Material for the task
★ ★ ★ ★ ★ ★ ★

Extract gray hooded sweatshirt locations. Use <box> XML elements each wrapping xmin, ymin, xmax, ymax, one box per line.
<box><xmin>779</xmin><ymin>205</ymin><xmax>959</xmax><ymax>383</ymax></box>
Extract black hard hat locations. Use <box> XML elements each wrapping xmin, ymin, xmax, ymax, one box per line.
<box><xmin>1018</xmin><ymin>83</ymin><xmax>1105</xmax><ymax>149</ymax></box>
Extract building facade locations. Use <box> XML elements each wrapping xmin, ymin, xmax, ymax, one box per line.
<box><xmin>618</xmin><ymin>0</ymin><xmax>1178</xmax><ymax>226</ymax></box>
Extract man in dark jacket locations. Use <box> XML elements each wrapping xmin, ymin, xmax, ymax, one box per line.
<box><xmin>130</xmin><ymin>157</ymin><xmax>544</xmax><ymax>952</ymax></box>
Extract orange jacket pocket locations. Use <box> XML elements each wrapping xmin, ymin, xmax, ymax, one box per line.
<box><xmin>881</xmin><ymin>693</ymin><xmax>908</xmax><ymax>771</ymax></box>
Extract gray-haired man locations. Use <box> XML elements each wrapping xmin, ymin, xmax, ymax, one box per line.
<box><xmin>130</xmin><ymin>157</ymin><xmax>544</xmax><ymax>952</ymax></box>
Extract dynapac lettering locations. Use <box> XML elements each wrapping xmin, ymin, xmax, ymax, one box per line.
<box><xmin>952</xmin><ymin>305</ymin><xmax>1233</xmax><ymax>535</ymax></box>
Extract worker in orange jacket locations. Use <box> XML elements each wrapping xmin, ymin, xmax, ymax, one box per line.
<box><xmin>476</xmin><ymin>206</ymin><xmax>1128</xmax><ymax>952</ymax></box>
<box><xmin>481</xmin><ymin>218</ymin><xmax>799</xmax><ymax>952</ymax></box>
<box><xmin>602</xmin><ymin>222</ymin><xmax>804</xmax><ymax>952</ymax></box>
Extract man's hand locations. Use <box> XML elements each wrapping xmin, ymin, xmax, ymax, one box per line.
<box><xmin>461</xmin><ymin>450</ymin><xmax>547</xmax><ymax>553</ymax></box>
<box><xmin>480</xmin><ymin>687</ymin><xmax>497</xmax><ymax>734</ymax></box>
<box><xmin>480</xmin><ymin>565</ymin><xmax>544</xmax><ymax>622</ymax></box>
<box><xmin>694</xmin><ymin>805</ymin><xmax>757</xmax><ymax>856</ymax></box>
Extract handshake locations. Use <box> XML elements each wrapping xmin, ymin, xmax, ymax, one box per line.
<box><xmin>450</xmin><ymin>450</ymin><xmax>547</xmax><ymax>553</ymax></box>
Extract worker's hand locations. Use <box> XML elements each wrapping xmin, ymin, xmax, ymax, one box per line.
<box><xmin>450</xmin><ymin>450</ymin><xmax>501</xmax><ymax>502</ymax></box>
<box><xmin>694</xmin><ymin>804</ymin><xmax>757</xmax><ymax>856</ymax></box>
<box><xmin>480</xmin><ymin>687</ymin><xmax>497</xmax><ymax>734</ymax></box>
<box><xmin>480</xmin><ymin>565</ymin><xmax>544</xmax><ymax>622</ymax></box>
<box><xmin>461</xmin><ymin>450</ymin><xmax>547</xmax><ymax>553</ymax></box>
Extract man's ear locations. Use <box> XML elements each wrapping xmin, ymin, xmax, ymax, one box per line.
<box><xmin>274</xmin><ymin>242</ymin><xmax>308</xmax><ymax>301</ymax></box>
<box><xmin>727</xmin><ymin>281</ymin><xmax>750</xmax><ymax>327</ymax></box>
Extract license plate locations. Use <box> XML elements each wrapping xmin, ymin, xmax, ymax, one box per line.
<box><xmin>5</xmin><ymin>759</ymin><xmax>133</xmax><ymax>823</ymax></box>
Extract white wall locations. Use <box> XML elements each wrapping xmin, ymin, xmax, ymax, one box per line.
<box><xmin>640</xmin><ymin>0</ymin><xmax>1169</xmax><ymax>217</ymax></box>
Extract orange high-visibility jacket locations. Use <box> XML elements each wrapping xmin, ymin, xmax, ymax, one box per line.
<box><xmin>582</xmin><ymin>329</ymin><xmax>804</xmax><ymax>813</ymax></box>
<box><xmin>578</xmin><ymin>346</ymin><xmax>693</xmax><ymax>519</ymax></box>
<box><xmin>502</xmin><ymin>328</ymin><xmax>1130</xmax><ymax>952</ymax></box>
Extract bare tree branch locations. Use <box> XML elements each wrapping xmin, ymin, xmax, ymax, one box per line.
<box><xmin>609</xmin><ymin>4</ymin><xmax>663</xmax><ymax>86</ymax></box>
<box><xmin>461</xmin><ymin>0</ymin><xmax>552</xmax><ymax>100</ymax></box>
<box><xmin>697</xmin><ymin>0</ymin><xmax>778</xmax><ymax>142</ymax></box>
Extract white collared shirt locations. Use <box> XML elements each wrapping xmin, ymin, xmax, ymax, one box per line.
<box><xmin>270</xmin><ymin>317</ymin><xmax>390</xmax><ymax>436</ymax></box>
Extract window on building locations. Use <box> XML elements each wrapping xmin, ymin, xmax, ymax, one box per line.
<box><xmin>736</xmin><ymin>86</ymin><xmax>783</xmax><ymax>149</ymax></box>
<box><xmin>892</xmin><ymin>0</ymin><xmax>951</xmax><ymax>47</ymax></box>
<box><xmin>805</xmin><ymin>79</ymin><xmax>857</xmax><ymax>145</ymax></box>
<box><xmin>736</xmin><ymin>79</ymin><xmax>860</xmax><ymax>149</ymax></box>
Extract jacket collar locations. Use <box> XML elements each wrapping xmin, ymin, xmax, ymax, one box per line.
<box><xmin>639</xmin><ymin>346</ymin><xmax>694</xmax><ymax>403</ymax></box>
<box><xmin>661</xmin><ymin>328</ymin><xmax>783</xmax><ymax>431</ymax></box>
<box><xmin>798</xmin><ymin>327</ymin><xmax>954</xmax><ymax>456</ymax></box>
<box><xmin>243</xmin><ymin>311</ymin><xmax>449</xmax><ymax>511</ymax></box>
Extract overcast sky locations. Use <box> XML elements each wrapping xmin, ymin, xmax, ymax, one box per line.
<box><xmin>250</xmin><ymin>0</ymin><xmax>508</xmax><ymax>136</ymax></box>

★ ★ ★ ★ ★ ★ ★

Switch each "Extract" in the rows above to "Locate" and write all the rows out again, leaving everything else as it is.

The result
Locate gray hooded sweatshirt locations. Use <box> XML elements each wrapping xmin, ymin, xmax, ymax, one box per line.
<box><xmin>779</xmin><ymin>205</ymin><xmax>959</xmax><ymax>383</ymax></box>
Locate black hard hat locations. Use <box> XML elements each wrapping xmin, ymin, xmax, ymax, one box per line.
<box><xmin>1018</xmin><ymin>83</ymin><xmax>1105</xmax><ymax>149</ymax></box>
Locate building facade locations. Use <box> XML elements each wrapping xmin, ymin, xmax, ymax, one box per line.
<box><xmin>618</xmin><ymin>0</ymin><xmax>1178</xmax><ymax>226</ymax></box>
Locate man in dark jacket locations. Use <box> XML elements each wrapping xmin, ymin, xmax, ymax, one box per line.
<box><xmin>130</xmin><ymin>157</ymin><xmax>544</xmax><ymax>952</ymax></box>
Locate orange jacket pocket locations. Use <box> XML elements each wrapping xmin, ymin, xmax, ymax, one box per line.
<box><xmin>881</xmin><ymin>693</ymin><xmax>908</xmax><ymax>771</ymax></box>
Locate gray-haired man locations. Use <box> XML elements each wrapping xmin, ymin, xmax, ymax, one box per line.
<box><xmin>130</xmin><ymin>157</ymin><xmax>544</xmax><ymax>952</ymax></box>
Locate dynapac lettering locations. Use <box> XML elements each wrapping xmin, ymin, xmax, ymax, one box per line.
<box><xmin>952</xmin><ymin>305</ymin><xmax>1233</xmax><ymax>535</ymax></box>
Locate worker in orange jacket locations. Use <box> XML elements each wrapping xmin, ymin, xmax, ymax, one box per line.
<box><xmin>476</xmin><ymin>206</ymin><xmax>1128</xmax><ymax>952</ymax></box>
<box><xmin>481</xmin><ymin>218</ymin><xmax>799</xmax><ymax>952</ymax></box>
<box><xmin>602</xmin><ymin>222</ymin><xmax>804</xmax><ymax>952</ymax></box>
Locate man's hand locations. Use <box> XML elements each wrapping xmin, ymin, xmax, ymax, one box per line.
<box><xmin>461</xmin><ymin>450</ymin><xmax>547</xmax><ymax>553</ymax></box>
<box><xmin>480</xmin><ymin>687</ymin><xmax>497</xmax><ymax>734</ymax></box>
<box><xmin>480</xmin><ymin>565</ymin><xmax>544</xmax><ymax>622</ymax></box>
<box><xmin>694</xmin><ymin>805</ymin><xmax>757</xmax><ymax>856</ymax></box>
Locate handshake locations. Use <box> XML elements each wrapping xmin, ymin, xmax, ymax, one box per line.
<box><xmin>450</xmin><ymin>450</ymin><xmax>547</xmax><ymax>553</ymax></box>
Locate worker's hand locations. Use <box> XML elements each wrapping xmin, ymin, xmax, ymax, one box per line.
<box><xmin>450</xmin><ymin>450</ymin><xmax>501</xmax><ymax>502</ymax></box>
<box><xmin>694</xmin><ymin>804</ymin><xmax>757</xmax><ymax>856</ymax></box>
<box><xmin>480</xmin><ymin>687</ymin><xmax>497</xmax><ymax>734</ymax></box>
<box><xmin>480</xmin><ymin>565</ymin><xmax>544</xmax><ymax>622</ymax></box>
<box><xmin>461</xmin><ymin>450</ymin><xmax>547</xmax><ymax>553</ymax></box>
Locate man's ear locations. Use <box> XML elements each wrapping xmin, ymin, xmax, ymax, one box per line.
<box><xmin>274</xmin><ymin>242</ymin><xmax>308</xmax><ymax>301</ymax></box>
<box><xmin>727</xmin><ymin>281</ymin><xmax>750</xmax><ymax>327</ymax></box>
Locate license plate locations. Use <box> XML elements each wrapping xmin, ymin, xmax, ymax, one box per line.
<box><xmin>5</xmin><ymin>759</ymin><xmax>133</xmax><ymax>823</ymax></box>
Locate white wall locations. Use <box> XML elements each wrapping xmin, ymin, xmax, ymax, one box per line.
<box><xmin>640</xmin><ymin>0</ymin><xmax>1169</xmax><ymax>217</ymax></box>
Locate orange high-visibility jacket locations. Use <box> XML elements each wrapping xmin, ymin, xmax, ymax, one box per line.
<box><xmin>582</xmin><ymin>329</ymin><xmax>804</xmax><ymax>813</ymax></box>
<box><xmin>578</xmin><ymin>346</ymin><xmax>693</xmax><ymax>519</ymax></box>
<box><xmin>502</xmin><ymin>328</ymin><xmax>1130</xmax><ymax>952</ymax></box>
Locate bare tree branch locations. Use <box> XML elements each wrapping xmin, ymin, xmax, ymax, one box per line.
<box><xmin>609</xmin><ymin>4</ymin><xmax>663</xmax><ymax>86</ymax></box>
<box><xmin>461</xmin><ymin>0</ymin><xmax>552</xmax><ymax>100</ymax></box>
<box><xmin>697</xmin><ymin>0</ymin><xmax>778</xmax><ymax>142</ymax></box>
Locate white collared shirt locations. Use <box> XML elements each wrapping xmin, ymin, xmax, ymax, one box per line.
<box><xmin>270</xmin><ymin>317</ymin><xmax>390</xmax><ymax>436</ymax></box>
Locate window on building locations. Use <box> XML elements each wrapping xmin, ymin, xmax, ymax, one box per line.
<box><xmin>736</xmin><ymin>86</ymin><xmax>783</xmax><ymax>149</ymax></box>
<box><xmin>892</xmin><ymin>0</ymin><xmax>951</xmax><ymax>47</ymax></box>
<box><xmin>805</xmin><ymin>79</ymin><xmax>857</xmax><ymax>145</ymax></box>
<box><xmin>736</xmin><ymin>79</ymin><xmax>860</xmax><ymax>149</ymax></box>
Locate jacket collar locations. Use <box> XML elements each wrapping xmin, ymin, xmax, ymax, one box per line.
<box><xmin>639</xmin><ymin>346</ymin><xmax>694</xmax><ymax>403</ymax></box>
<box><xmin>661</xmin><ymin>328</ymin><xmax>783</xmax><ymax>431</ymax></box>
<box><xmin>798</xmin><ymin>327</ymin><xmax>954</xmax><ymax>456</ymax></box>
<box><xmin>243</xmin><ymin>311</ymin><xmax>449</xmax><ymax>511</ymax></box>
Locate overcast sky locations. Use <box> XML elements each wrapping xmin, ymin, xmax, ymax, one box per line.
<box><xmin>250</xmin><ymin>0</ymin><xmax>508</xmax><ymax>136</ymax></box>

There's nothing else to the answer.